Point-per-instance localization data:
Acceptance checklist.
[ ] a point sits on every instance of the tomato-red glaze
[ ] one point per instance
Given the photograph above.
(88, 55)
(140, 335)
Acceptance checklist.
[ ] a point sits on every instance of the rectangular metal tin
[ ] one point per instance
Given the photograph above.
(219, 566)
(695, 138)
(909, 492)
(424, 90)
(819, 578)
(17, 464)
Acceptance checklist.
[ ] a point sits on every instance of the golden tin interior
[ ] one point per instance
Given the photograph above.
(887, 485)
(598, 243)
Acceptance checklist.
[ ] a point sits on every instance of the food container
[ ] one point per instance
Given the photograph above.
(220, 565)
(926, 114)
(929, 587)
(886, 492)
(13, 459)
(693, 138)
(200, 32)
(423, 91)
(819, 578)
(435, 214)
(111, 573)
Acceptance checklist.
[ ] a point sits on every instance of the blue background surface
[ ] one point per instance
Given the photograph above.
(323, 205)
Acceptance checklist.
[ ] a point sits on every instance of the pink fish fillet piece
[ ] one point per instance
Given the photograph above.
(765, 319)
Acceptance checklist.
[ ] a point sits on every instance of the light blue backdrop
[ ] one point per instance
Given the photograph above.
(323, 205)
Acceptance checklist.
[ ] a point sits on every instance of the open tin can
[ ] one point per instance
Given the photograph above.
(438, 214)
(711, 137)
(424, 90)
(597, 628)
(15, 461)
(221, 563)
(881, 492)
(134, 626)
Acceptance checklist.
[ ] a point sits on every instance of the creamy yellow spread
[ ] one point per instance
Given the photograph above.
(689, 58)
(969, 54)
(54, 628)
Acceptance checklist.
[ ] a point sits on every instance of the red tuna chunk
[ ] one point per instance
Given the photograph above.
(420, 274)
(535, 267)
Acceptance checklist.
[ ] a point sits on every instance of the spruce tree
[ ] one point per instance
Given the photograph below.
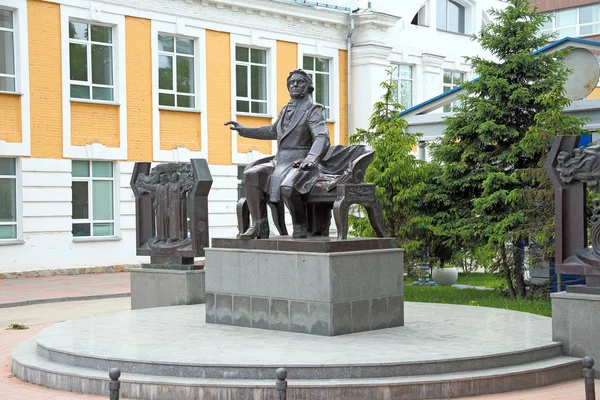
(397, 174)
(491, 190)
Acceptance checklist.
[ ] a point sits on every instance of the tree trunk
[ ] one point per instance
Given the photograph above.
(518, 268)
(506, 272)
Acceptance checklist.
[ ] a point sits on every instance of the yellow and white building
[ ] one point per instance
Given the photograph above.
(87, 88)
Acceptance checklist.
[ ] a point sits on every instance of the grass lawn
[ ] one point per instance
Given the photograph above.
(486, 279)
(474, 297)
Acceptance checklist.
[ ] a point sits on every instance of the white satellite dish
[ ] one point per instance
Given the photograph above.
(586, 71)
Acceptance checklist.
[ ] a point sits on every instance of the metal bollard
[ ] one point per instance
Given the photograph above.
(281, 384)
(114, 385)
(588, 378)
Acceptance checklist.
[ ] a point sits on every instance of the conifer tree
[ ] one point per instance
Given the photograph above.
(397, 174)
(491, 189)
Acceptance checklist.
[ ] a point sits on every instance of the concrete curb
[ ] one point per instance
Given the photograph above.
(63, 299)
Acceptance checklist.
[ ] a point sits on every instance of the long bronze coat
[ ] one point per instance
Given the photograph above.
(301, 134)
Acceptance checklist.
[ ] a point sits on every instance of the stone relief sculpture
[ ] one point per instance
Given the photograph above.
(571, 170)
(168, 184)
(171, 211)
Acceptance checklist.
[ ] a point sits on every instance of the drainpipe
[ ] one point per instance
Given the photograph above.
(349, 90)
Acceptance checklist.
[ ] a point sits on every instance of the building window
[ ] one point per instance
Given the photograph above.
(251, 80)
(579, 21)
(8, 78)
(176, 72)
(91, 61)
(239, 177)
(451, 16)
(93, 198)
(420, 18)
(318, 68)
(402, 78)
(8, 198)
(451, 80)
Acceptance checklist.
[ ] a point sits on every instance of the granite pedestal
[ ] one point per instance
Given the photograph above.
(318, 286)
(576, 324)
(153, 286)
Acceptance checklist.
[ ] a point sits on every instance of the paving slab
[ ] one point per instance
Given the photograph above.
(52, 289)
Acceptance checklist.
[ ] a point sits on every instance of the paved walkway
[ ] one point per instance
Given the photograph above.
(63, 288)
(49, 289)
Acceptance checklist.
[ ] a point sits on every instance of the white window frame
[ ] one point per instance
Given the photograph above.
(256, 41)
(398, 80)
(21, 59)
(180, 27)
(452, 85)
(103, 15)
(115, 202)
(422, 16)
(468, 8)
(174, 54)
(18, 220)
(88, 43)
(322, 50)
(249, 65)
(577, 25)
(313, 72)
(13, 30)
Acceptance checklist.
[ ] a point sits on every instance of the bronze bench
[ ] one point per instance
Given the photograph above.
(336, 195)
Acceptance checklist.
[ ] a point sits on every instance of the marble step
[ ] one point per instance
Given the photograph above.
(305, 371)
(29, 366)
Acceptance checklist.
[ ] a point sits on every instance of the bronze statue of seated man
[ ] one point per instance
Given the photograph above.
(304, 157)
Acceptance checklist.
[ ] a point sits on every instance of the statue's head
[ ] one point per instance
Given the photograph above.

What is being asked: The lines above should be transcribed exactly, with every image removed.

Task response:
Acceptance checklist.
[ ] a point sits on every instance of the tomato-red glaze
[ ] one point per instance
Given the photograph above.
(88, 55)
(140, 335)
Acceptance checklist.
[ ] a point sits on every instance of the rectangular metal tin
[ ] one point per instance
Given the photograph above.
(219, 566)
(695, 138)
(909, 492)
(424, 90)
(819, 578)
(17, 464)
Acceptance checklist.
[ ] a point sits on every instance of the golden tin interior
[ ] one point per instance
Given the photograph above.
(887, 485)
(598, 243)
Acceptance checklist.
[ ] a point sits on every instance of the food container
[ ] one point per instance
Given the photograph above.
(220, 565)
(926, 114)
(929, 587)
(886, 492)
(13, 459)
(693, 138)
(200, 32)
(423, 91)
(819, 578)
(435, 214)
(111, 573)
Acceptance checklist.
[ ] a point sits on every instance of the blue background surface
[ ] one point per instance
Given the photograph above.
(323, 205)
Acceptance checklist.
[ ] a point sits on every instance of the pink fish fillet piece
[ ] one point per instance
Given the photograph above.
(765, 319)
Acceptance checklist.
[ ] a point sits on every instance of the light blue backdrop
[ ] one point per instance
Given the photograph above.
(323, 205)
Acceptance checklist.
[ ] a point sits on every instance of the open tin can
[ ] one point per instance
Given the photograph above.
(438, 214)
(711, 137)
(424, 90)
(597, 628)
(15, 461)
(221, 563)
(881, 492)
(134, 626)
Acceptance checklist.
[ ] a point sits on every instance of the creamy yellow spread
[ ] one point per instance
Given the photograph above.
(689, 58)
(969, 54)
(54, 628)
Acceptance checklist.
[ ] a point sits on every instance of the red tuna chunk
[ ] one point per instance
Given the photograph above.
(420, 274)
(535, 267)
Acceptance checklist.
[ ] a point sits on every instance of the spruce tree
[ ] one point per instance
Given the photograph below.
(397, 174)
(491, 190)
Acceptance checklist.
[ ] a point sits on every instance of the tree trunk
[ ] one point per instance
Given the photograph above.
(518, 268)
(506, 272)
Acceptance checklist.
[ ] a point sits on every instance of the yellow and white building
[ ] one point per instance
Given the photograph above.
(87, 88)
Acceptance checklist.
[ ] a point sits on every instance of the grass lawn
[ ] one point per instance
Given the photograph above.
(486, 279)
(474, 297)
Acceptance checklist.
[ ] a point sits on every instance of the white satellite dish
[ ] one point per instance
Given the photograph above.
(586, 71)
Acceptance checklist.
[ ] a point sits on every instance of the metal bollard
[ ] one point per instance
Given the photograph above.
(281, 384)
(114, 385)
(588, 378)
Acceptance checklist.
[ ] a point sits on every instance of the conifer tree
[ ] one point per instance
Given the photograph above.
(397, 174)
(491, 189)
Acceptance checklist.
[ ] a point sits on every instance of the concrete curb
[ ] one point per instance
Given the photograph above.
(63, 299)
Acceptance checklist.
[ ] a point sits on every instance of the long bronze coat
[ ] one point per instance
Given the photograph above.
(301, 134)
Acceptance checklist.
[ ] a point sits on every instance of the stone relief sculpture
[ ] one point per instance
Given the photograph above.
(571, 170)
(168, 184)
(171, 211)
Acceptance checklist.
[ ] a point sits on every instance of the drainpipe
[ ] one point per instance
Given the photograph above.
(349, 90)
Acceptance checklist.
[ ] a point sits on every instance of the building window
[ ] one point per instance
Given the photograph above.
(251, 80)
(579, 21)
(8, 78)
(176, 72)
(91, 61)
(239, 177)
(451, 16)
(93, 198)
(420, 18)
(318, 68)
(402, 78)
(8, 198)
(451, 80)
Acceptance checklist.
[ ] a point sits on every instance of the granite pedestal
[ ] one point per instance
Given the photograph above.
(318, 286)
(576, 324)
(153, 286)
Acceptance checklist.
[ ] a point sits on every instance of the paving slab
[ ] one point per instance
Given the photograph above.
(52, 289)
Acceptance checklist.
[ ] a point sits on every instance of the paved walkway
[ ] one point per instance
Given the photograph above.
(63, 288)
(49, 289)
Acceptance checklist.
[ ] a point sits on every instance of the white window frame
[ ] one point per instance
Given the photograph above.
(256, 41)
(398, 80)
(21, 59)
(180, 27)
(452, 85)
(103, 15)
(115, 202)
(422, 16)
(468, 8)
(174, 54)
(18, 220)
(88, 43)
(322, 50)
(249, 65)
(577, 25)
(313, 72)
(13, 30)
Acceptance checklist.
[ ] a point sits on every instance of the bronze bench
[ ] one point per instance
Given the photograph above.
(336, 195)
Acceptance checklist.
[ ] a point sits on every instance of the marble step
[ ] one point per instance
Given the photograph above.
(305, 371)
(29, 366)
Acceptance checklist.
[ ] a point sits on every instance of the bronze statue of seated man
[ ] one point per instance
Given the photograph above.
(304, 157)
Acceptance checklist.
[ ] a point sits on every instance of the statue's head
[ ] one point per instance
Given the photograph above.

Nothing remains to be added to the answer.